Exercise requirements →
**1)** In the ATLAS message board posts, which vboxwrapper version does ATLAS v1.18 use?
**2)** Write a continuation of the ATLAS message board posts that picks up after the last line shown.

1) Message boards : ATLAS Application : ATLAS vbox v.1.27 (Message 7900)
Posted 30 Nov 2022 by David Cameron
Post:
v1.27 contains a very minor change to pass information from the bootstrap script to the wrapper script.
2) Message boards : ATLAS Application : ATLAS vbox v.1.26 (Message 7890)
Posted 24 Nov 2022 by David Cameron
Post:
ATLAS vbox 1.26 was just released which contains some small improvements in handling error conditions in the bootstrap script. v1.20 - 25 were already taken by native versions so that's why there is a jump from 1.19 :)
3) Message boards : ATLAS Application : ATLAS vbox v.1.19 (Message 7889)
Posted 22 Nov 2022 by David Cameron
Post:
v1.19 was just released which contains some improvements to the bootstrap scripts and CVMFS configuration.
4) Message boards : ATLAS Application : ATLAS vbox v.1.18 (Message 7882)
Posted 16 Nov 2022 by David Cameron
Post:
ATLAS v1.18 is now released. This version uses the new vboxwrapper version 26206 and also contains various CVMFS configuration improvements made by computezrmle.
5) Message boards : ATLAS Application : ATLAS vbox v.1.17 (Message 7826)
Posted 19 Oct 2022 by David Cameron
Post:
Hi all,

v1.17 of vbox contains some fixes for CVMFS configuration provided by computezrmle which should address some of the problems people see with stuck or not working CVMFS at the start of tasks. We are testing it here on dev just to make sure it works ok before releasing on the prod server.
6) Message boards : ATLAS Application : ATLAS native 1.25 (Message 7780)
Posted 5 Sep 2022 by David Cameron
Post:
This seemed to solve the problems with tmp dirs so this version is now deployed on the production server.
7) Message boards : ATLAS Application : ATLAS native 1.23 (Message 7770)
Posted 31 Aug 2022 by David Cameron
Post:
I wonder if this could be a side effect of hardening options set in BOINC's systemd service unit.

Did not yet test it but it should be ensured that the tmp dir forwarded to apptainer is not the system wide tmp.

Information shown →
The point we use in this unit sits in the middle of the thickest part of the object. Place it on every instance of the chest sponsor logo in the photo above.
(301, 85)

Task-by-task results →
**1)** Version 26206.

**2)**
Instead the tmp below the slot should be used.


Thanks for this tip, it looks like this is indeed the problem. The unit file has
ProtectSystem=strict
ReadWritePaths=-/var/lib/boinc -/etc/boinc-client


which makes /tmp and /var/tmp read-only.

In v1.25 I set APPTAINERENV_TMPDIR to a dir inside the slots and this seems to fix the problem.
8) Message boards : ATLAS Application : ATLAS native 1.25 (Message 7769)
Posted 31 Aug 2022 by David Cameron
Post:
This version sets TMPDIR to a directory inside the slots dir instead of /tmp
9) Message boards : ATLAS Application : ATLAS native 1.24 (Message 7764)
Posted 23 Aug 2022 by David Cameron
Post:
This version adds some debugging statements to try to figure out the problems with read-only tmp dirs.
10) Message boards : ATLAS Application : 8 core atlas native uses only 1 core. (Message 7763)
Posted 23 Aug 2022 by David Cameron
Post:
Also note that the tasks running here are very short and only process 2 events compared to 200 per task in production. This is to test things with a quick turnaround and not waste people's resources producing data that is not useful for science. Since the events are split between cores this means these short tasks will never use more than 2 CPUs.
11) Message boards : ATLAS Application : ATLAS native 1.23 (Message 7754)
Posted 18 Aug 2022 by David Cameron
Post:
This version explicitly mounts /tmp and /var/tmp into the container, to see if this fixes the errors seen in production.
12) Message boards : ATLAS Application : ATLAS native 1.22 (Message 7752)
Posted 18 Aug 2022 by David Cameron
Post:
It looks like there are a lot of failures with this version that were not picked up in testing so I reverted it in production and will try to debug here.

On one of my own hosts I have a mix of success (https://lhcathome.cern.ch/lhcathome/result.php?resultid=363399068) and failed (https://lhcathome.cern.ch/lhcathome/result.php?resultid=363399242) tasks.

The change in bind mounts seems to make some tmp directories read-only giving errors like:

Failed to execute payload:mktemp: failed to create file via template '/tmp/asetup_XXXXXX.sh': Read-only file system
13) Message boards : ATLAS Application : ATLAS native 1.22 (Message 7749)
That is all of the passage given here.